▶ _AIM OF THE TASK_:
Look for "roof" in each line of the records, and copy the lines that have it.

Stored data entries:
# # # # #

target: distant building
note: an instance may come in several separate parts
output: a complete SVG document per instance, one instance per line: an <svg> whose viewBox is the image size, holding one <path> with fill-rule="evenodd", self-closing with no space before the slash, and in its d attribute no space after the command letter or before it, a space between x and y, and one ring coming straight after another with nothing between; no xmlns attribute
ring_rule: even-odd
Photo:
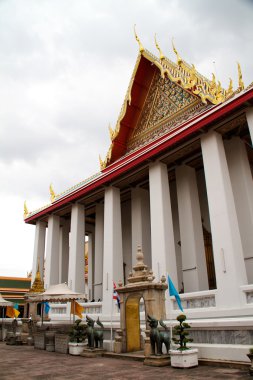
<svg viewBox="0 0 253 380"><path fill-rule="evenodd" d="M31 278L0 276L0 294L8 301L19 305L20 317L23 316L24 294L31 288Z"/></svg>

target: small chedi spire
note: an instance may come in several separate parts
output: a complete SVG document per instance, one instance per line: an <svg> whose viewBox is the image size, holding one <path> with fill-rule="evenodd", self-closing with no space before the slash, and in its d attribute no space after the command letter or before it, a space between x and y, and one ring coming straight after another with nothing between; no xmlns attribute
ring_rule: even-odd
<svg viewBox="0 0 253 380"><path fill-rule="evenodd" d="M141 43L139 37L137 36L137 33L136 33L136 25L134 25L134 36L135 36L136 41L137 41L138 44L139 44L139 52L142 54L142 53L144 52L145 49L144 49L144 47L143 47L143 45L142 45L142 43Z"/></svg>
<svg viewBox="0 0 253 380"><path fill-rule="evenodd" d="M233 91L233 81L231 78L229 78L229 86L228 86L228 89L226 91L226 97L229 98L230 96L232 96L234 93Z"/></svg>
<svg viewBox="0 0 253 380"><path fill-rule="evenodd" d="M45 291L44 284L40 277L40 266L38 263L35 279L33 281L31 289L29 290L29 293L43 293L44 291Z"/></svg>
<svg viewBox="0 0 253 380"><path fill-rule="evenodd" d="M109 123L109 125L108 125L108 129L109 129L109 133L110 133L110 139L111 139L111 141L113 140L113 138L114 138L114 130L112 129L112 127L111 127L111 123Z"/></svg>
<svg viewBox="0 0 253 380"><path fill-rule="evenodd" d="M162 52L160 46L158 45L158 42L157 42L157 39L156 39L156 34L155 34L155 46L156 46L157 50L159 51L160 61L162 61L165 58L165 56L163 55L163 52Z"/></svg>
<svg viewBox="0 0 253 380"><path fill-rule="evenodd" d="M24 219L27 217L28 214L29 214L29 211L27 208L27 204L26 204L26 201L24 201Z"/></svg>
<svg viewBox="0 0 253 380"><path fill-rule="evenodd" d="M53 203L55 201L56 194L54 192L52 183L50 183L49 191L50 191L50 200L51 200L51 203Z"/></svg>
<svg viewBox="0 0 253 380"><path fill-rule="evenodd" d="M155 278L152 269L148 270L147 265L144 264L144 255L140 246L137 248L136 253L137 263L133 266L133 271L129 273L129 284L137 282L152 282Z"/></svg>

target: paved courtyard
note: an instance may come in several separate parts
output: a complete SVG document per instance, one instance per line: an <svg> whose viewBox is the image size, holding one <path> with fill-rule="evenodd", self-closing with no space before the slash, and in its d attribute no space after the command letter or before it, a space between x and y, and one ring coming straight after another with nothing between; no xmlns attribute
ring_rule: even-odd
<svg viewBox="0 0 253 380"><path fill-rule="evenodd" d="M188 370L154 368L142 362L114 358L88 359L35 350L28 346L0 343L0 380L158 380L158 379L248 379L247 370L199 366Z"/></svg>

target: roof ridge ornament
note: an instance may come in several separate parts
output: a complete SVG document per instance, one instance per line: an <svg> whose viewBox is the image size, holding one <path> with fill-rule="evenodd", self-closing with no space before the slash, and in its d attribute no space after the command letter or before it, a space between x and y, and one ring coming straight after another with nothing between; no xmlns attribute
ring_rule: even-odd
<svg viewBox="0 0 253 380"><path fill-rule="evenodd" d="M162 52L162 49L161 49L160 46L158 45L158 42L157 42L157 39L156 39L156 33L155 33L155 46L156 46L157 50L159 51L159 54L160 54L160 61L162 61L162 60L165 58L165 56L164 56L164 54L163 54L163 52Z"/></svg>
<svg viewBox="0 0 253 380"><path fill-rule="evenodd" d="M173 51L174 51L174 53L175 53L176 56L177 56L177 64L178 64L179 66L181 66L182 63L183 63L183 60L182 60L182 58L180 57L180 55L179 55L179 53L178 53L178 51L177 51L177 49L176 49L176 47L175 47L175 45L174 45L174 38L173 38L173 37L172 37L171 42L172 42L172 48L173 48Z"/></svg>
<svg viewBox="0 0 253 380"><path fill-rule="evenodd" d="M50 191L50 200L51 200L51 203L53 203L55 201L56 194L55 194L55 191L53 189L52 183L50 183L49 191Z"/></svg>
<svg viewBox="0 0 253 380"><path fill-rule="evenodd" d="M27 218L28 214L29 214L29 211L27 208L27 204L26 204L26 201L24 201L24 219Z"/></svg>
<svg viewBox="0 0 253 380"><path fill-rule="evenodd" d="M237 69L238 69L238 91L244 90L244 82L242 80L242 70L241 65L239 62L237 62Z"/></svg>
<svg viewBox="0 0 253 380"><path fill-rule="evenodd" d="M140 39L136 33L136 24L134 24L134 36L135 36L136 41L139 44L139 52L142 54L145 49L144 49L144 47L143 47L143 45L142 45L142 43L141 43L141 41L140 41Z"/></svg>

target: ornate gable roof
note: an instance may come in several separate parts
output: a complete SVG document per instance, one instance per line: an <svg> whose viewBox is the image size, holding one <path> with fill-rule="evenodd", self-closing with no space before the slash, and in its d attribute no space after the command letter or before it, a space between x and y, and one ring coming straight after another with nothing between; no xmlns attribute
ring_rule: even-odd
<svg viewBox="0 0 253 380"><path fill-rule="evenodd" d="M137 36L136 39L139 55L116 127L110 128L110 148L105 160L99 157L101 170L244 89L239 64L238 89L233 91L230 80L228 90L224 90L214 74L212 80L208 80L194 65L186 63L174 45L177 63L163 55L157 42L160 58L145 50Z"/></svg>

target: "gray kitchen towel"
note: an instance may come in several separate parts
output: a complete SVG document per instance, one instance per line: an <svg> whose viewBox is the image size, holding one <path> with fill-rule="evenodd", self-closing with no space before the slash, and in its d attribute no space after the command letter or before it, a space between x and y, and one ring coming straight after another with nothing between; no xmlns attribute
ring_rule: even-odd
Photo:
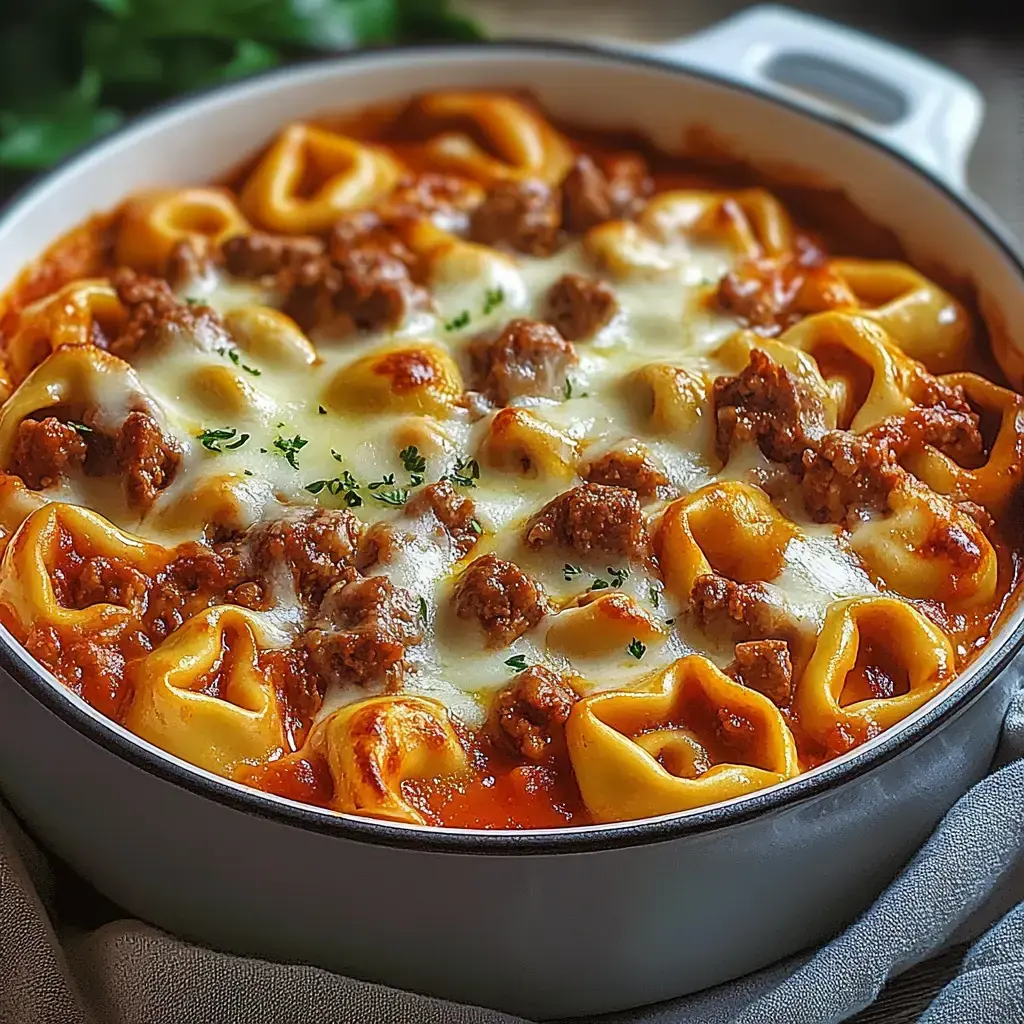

# # # # #

▶ _REPLY_:
target: roof ridge ornament
target: ornate gable roof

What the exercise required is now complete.